▶ **Your instructions**
Arrange the part of the material that begins at the line containing "Where does the grass" and ends after the line containing "(0, 3), (247, 122)" as a numbered list, one line per item with blank lines left out. Include only those lines.

/---

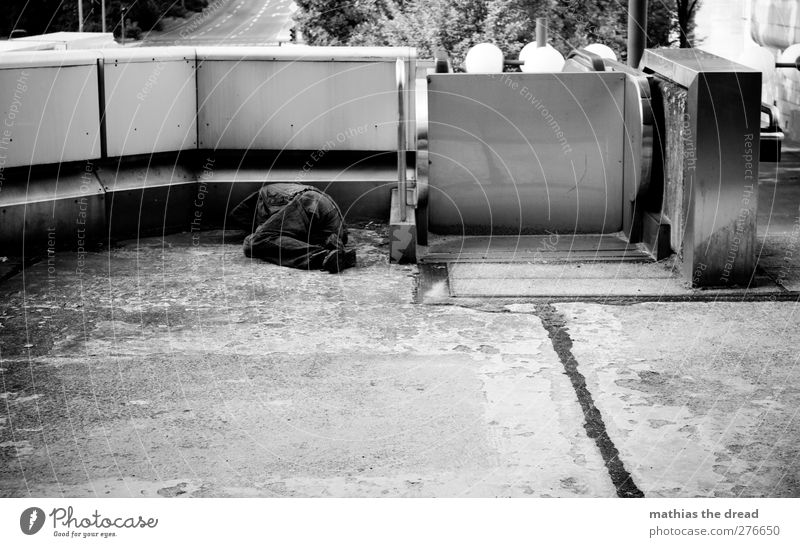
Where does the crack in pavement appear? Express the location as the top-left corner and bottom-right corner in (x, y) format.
(536, 304), (644, 498)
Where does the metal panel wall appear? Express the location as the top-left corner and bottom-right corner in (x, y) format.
(428, 72), (625, 233)
(197, 58), (397, 151)
(0, 51), (100, 168)
(103, 47), (197, 157)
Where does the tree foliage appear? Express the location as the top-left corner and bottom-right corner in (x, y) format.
(295, 0), (699, 64)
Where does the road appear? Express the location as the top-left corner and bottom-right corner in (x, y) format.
(144, 0), (292, 46)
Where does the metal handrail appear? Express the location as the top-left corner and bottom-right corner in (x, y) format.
(395, 57), (408, 222)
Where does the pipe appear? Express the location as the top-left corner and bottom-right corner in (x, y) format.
(628, 0), (647, 68)
(395, 58), (408, 222)
(536, 17), (547, 47)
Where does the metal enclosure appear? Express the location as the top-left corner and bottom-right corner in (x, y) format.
(197, 48), (414, 152)
(642, 49), (761, 287)
(103, 47), (197, 157)
(0, 51), (101, 168)
(428, 72), (638, 234)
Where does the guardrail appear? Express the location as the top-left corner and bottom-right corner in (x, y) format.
(0, 47), (416, 255)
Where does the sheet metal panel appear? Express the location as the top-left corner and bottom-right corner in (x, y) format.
(642, 49), (761, 287)
(103, 47), (197, 157)
(0, 51), (100, 168)
(97, 161), (197, 239)
(0, 167), (106, 255)
(197, 59), (406, 151)
(428, 72), (625, 233)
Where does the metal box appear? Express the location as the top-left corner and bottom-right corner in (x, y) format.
(428, 72), (638, 234)
(642, 49), (761, 287)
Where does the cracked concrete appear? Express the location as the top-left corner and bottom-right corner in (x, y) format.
(0, 229), (614, 497)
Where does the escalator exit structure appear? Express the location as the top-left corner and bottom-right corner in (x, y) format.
(410, 49), (761, 288)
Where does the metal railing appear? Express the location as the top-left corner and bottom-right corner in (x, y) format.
(395, 58), (407, 222)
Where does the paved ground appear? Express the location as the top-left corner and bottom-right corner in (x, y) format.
(0, 148), (800, 497)
(143, 0), (291, 46)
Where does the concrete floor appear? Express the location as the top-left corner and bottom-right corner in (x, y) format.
(0, 225), (800, 496)
(0, 150), (800, 497)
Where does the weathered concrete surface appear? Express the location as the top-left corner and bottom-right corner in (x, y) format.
(555, 302), (800, 497)
(0, 229), (614, 496)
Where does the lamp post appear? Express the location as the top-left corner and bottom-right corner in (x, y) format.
(628, 0), (647, 68)
(119, 5), (128, 46)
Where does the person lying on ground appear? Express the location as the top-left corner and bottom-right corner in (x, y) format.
(229, 183), (356, 273)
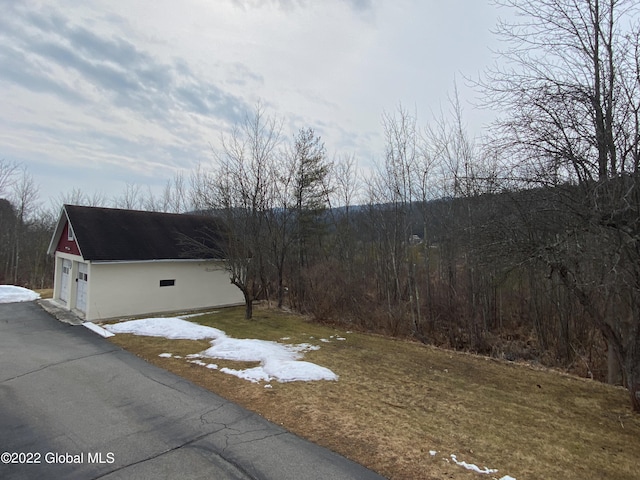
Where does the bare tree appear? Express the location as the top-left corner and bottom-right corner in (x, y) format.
(484, 0), (640, 411)
(113, 182), (144, 210)
(0, 158), (18, 198)
(192, 104), (281, 319)
(12, 167), (39, 284)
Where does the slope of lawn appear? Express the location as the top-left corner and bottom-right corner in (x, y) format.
(110, 308), (640, 480)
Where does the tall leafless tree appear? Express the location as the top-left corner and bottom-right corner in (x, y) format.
(484, 0), (640, 411)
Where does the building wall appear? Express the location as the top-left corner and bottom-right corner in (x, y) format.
(53, 251), (84, 310)
(86, 260), (244, 320)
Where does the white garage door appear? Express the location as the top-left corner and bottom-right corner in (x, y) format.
(76, 263), (89, 312)
(60, 260), (71, 303)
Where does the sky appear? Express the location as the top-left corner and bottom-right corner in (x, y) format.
(0, 0), (501, 209)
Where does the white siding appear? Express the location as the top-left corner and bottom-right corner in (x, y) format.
(86, 260), (243, 320)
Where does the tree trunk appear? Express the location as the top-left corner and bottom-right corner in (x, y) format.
(607, 342), (622, 385)
(244, 295), (253, 320)
(625, 360), (640, 413)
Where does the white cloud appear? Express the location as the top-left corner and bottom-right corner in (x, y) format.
(0, 0), (496, 204)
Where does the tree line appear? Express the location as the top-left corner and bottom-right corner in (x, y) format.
(0, 0), (640, 411)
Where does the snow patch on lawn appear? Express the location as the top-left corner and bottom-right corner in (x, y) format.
(0, 285), (40, 303)
(105, 318), (338, 383)
(451, 453), (498, 475)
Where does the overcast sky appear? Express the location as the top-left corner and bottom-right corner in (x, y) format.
(0, 0), (502, 206)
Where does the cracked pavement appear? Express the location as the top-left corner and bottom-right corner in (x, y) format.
(0, 302), (382, 480)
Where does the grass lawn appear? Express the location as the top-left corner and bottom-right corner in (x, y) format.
(110, 308), (640, 480)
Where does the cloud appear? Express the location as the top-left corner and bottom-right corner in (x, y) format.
(231, 0), (373, 12)
(0, 3), (247, 122)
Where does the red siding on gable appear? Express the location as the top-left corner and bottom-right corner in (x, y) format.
(56, 222), (80, 255)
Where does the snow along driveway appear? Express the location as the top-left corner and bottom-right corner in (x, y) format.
(0, 285), (40, 303)
(104, 318), (338, 383)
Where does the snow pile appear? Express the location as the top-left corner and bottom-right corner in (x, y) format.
(451, 453), (498, 475)
(0, 285), (40, 303)
(429, 450), (516, 480)
(104, 318), (225, 340)
(105, 318), (338, 383)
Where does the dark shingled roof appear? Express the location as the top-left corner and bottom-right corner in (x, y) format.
(64, 205), (222, 261)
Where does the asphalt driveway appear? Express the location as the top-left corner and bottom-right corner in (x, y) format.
(0, 302), (382, 480)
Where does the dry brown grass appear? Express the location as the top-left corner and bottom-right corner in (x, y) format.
(106, 309), (640, 480)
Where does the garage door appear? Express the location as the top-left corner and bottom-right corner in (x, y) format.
(60, 260), (71, 303)
(76, 263), (89, 312)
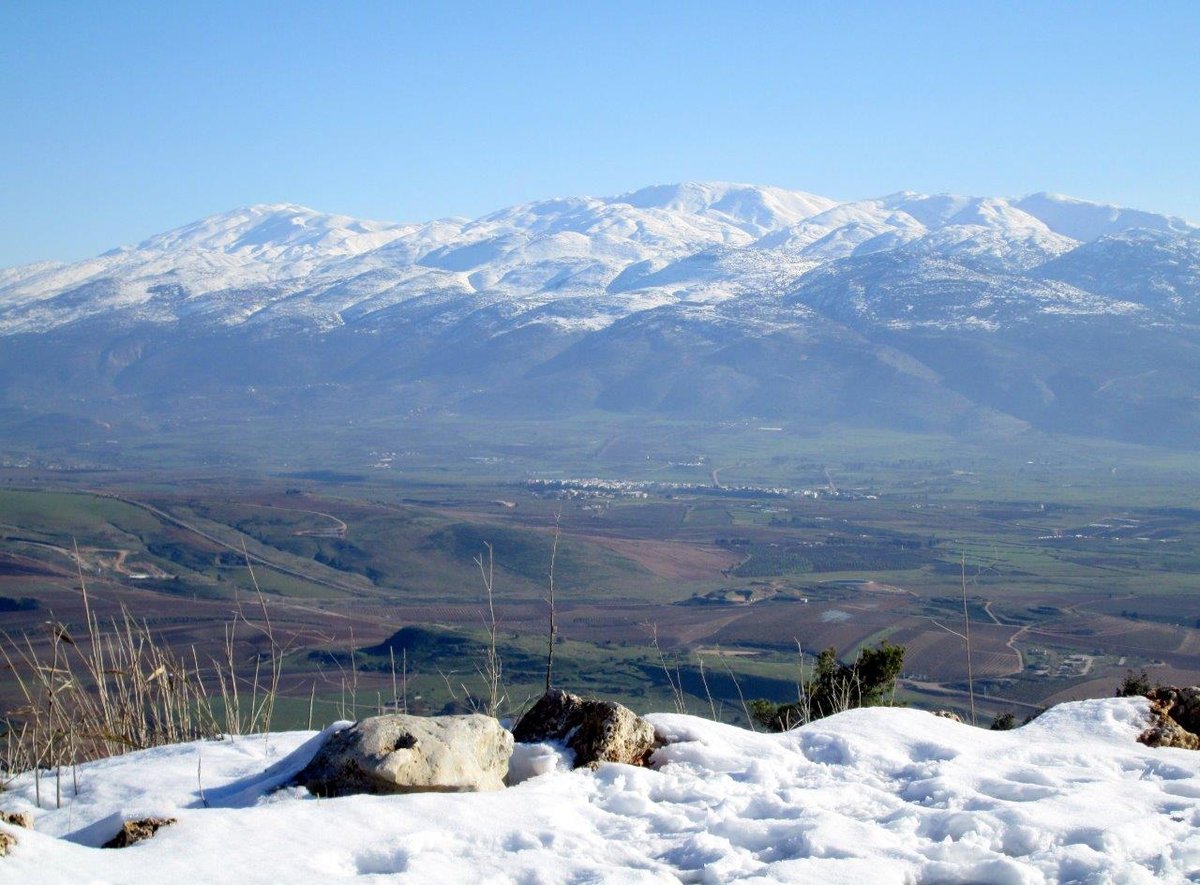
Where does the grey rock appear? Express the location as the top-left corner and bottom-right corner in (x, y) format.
(101, 818), (175, 848)
(0, 811), (34, 830)
(1138, 686), (1200, 749)
(512, 690), (655, 767)
(294, 714), (512, 796)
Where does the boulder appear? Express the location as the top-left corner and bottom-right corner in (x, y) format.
(294, 714), (512, 796)
(0, 811), (34, 830)
(101, 818), (175, 848)
(1138, 686), (1200, 749)
(512, 690), (655, 767)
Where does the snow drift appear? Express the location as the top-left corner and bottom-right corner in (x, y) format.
(0, 698), (1200, 883)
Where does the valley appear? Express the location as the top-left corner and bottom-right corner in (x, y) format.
(0, 422), (1200, 724)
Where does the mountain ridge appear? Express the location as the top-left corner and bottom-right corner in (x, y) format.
(0, 182), (1200, 446)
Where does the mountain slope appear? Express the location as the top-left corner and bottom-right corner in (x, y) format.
(0, 183), (1200, 446)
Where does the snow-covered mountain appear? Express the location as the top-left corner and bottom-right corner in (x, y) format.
(0, 183), (1200, 450)
(0, 698), (1200, 885)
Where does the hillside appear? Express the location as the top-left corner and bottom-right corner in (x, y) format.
(0, 699), (1200, 883)
(0, 183), (1200, 459)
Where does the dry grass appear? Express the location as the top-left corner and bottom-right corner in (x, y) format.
(0, 549), (286, 805)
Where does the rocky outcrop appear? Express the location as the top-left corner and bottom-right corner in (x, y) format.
(934, 710), (962, 724)
(101, 818), (175, 848)
(1138, 686), (1200, 749)
(294, 714), (512, 796)
(512, 691), (655, 767)
(0, 811), (34, 830)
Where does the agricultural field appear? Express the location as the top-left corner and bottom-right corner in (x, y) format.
(0, 426), (1200, 724)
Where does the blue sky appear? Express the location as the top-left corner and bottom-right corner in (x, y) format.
(0, 0), (1200, 266)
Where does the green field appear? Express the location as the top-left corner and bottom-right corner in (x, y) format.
(0, 420), (1200, 720)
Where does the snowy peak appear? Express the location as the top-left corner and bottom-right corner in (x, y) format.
(611, 181), (838, 236)
(1013, 193), (1200, 242)
(131, 203), (410, 255)
(0, 182), (1200, 333)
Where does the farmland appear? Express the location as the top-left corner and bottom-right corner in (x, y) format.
(0, 419), (1200, 721)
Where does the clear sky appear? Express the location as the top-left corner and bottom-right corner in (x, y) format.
(0, 0), (1200, 266)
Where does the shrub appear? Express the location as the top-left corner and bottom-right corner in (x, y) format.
(1117, 670), (1153, 698)
(988, 710), (1016, 732)
(751, 642), (905, 732)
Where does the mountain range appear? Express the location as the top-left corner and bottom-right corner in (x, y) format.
(0, 183), (1200, 447)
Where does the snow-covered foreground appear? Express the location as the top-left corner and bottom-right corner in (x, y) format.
(0, 699), (1200, 883)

\---

▶ **Response for this exercise**
1. Where does the grass lawn appear? Express the location as the top-left corner and bottom-right corner in (x, y) format.
2. (110, 308), (640, 480)
3. Where does the cloud appear? Express the location as the top-left corner and bottom-right corner in (x, y) format.
4. (231, 0), (373, 12)
5. (0, 3), (247, 122)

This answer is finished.